Excerpt to read:
_____
While away
at college, a daughter wrote this letter to her parents.
Dear Mom & Dad,
“Just
thought I’d drop you a note to clue you in on my plans. I’ve fallen in love
with a guy named Jim. We’re going to get married as soon as he divorces his
wife. I decided to drop out of school and maybe finish college sometime later.
Also, I don’t know how it happened but someone hit your car where I had it
parked. It’s going to be expensive to get it fixed.”
She goes on to write, “Actually, NONE of what I just wrote is true.
There’s no guy named, Jim. I’m still a student in college. And your car is
totally fine. But it IS true that I got a C minus in French and flunked my math
class. And it is true that I need some more spending money this semester.”
Love,
Your
Daughter
This daughter understands the power of
perspective, doesn’t she? Perspective is a powerful thing, right? It can make
all of the difference in the world.
Our faith helps to keep things in
perspective.
The prophets that we read about in the Old
Testament used the powerful tool of perspective to help God’s people to begin
trusting in God again. Isaiah was one of those prophets. He was writing during
a very difficult time for the people of Israel.
_____
Given problem 1: Repeat word for word the stretch of the sermon excerpt from "The prophets that" through "people of Israel.".

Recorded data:
_____
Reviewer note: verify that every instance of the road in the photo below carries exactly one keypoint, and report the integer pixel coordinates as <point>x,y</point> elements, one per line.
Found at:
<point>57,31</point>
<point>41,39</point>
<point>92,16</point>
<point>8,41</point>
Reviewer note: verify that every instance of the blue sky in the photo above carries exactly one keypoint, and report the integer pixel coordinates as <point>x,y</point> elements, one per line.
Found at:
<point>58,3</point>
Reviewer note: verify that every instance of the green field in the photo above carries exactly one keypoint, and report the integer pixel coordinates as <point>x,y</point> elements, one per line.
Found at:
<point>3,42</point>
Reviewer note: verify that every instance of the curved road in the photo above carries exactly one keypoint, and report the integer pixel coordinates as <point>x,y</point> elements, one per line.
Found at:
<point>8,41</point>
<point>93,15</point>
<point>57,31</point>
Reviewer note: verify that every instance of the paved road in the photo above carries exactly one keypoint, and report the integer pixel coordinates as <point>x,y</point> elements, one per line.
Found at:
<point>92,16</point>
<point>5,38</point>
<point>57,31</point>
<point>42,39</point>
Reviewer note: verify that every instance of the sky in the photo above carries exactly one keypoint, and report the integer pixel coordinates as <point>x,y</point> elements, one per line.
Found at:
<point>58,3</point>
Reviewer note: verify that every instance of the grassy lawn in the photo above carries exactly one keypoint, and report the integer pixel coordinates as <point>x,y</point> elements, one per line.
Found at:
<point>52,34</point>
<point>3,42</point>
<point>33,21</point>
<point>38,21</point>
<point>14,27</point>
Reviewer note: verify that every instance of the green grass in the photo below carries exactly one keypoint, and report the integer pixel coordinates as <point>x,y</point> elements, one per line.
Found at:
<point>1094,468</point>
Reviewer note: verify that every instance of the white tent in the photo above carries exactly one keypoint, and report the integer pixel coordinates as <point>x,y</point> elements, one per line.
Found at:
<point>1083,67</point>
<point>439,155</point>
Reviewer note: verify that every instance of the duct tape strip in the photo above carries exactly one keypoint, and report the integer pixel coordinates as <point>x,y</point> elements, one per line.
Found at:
_____
Given problem 2: Rewrite the stretch of the entries from the line containing "Reviewer note: verify that every instance of the paved" through the line containing "<point>42,39</point>", swapping "paved" for "asphalt" and keeping everything else the same.

Exercise result 1:
The prophets that we read about in the Old
Testament used the powerful tool of perspective to help God’s people to begin
trusting in God again. Isaiah was one of those prophets. He was writing during
a very difficult time for the people of Israel.

Exercise result 2:
Reviewer note: verify that every instance of the asphalt road in the photo above carries exactly one keypoint, and report the integer pixel coordinates as <point>x,y</point> elements, one per line.
Found at:
<point>92,16</point>
<point>5,38</point>
<point>57,31</point>
<point>42,39</point>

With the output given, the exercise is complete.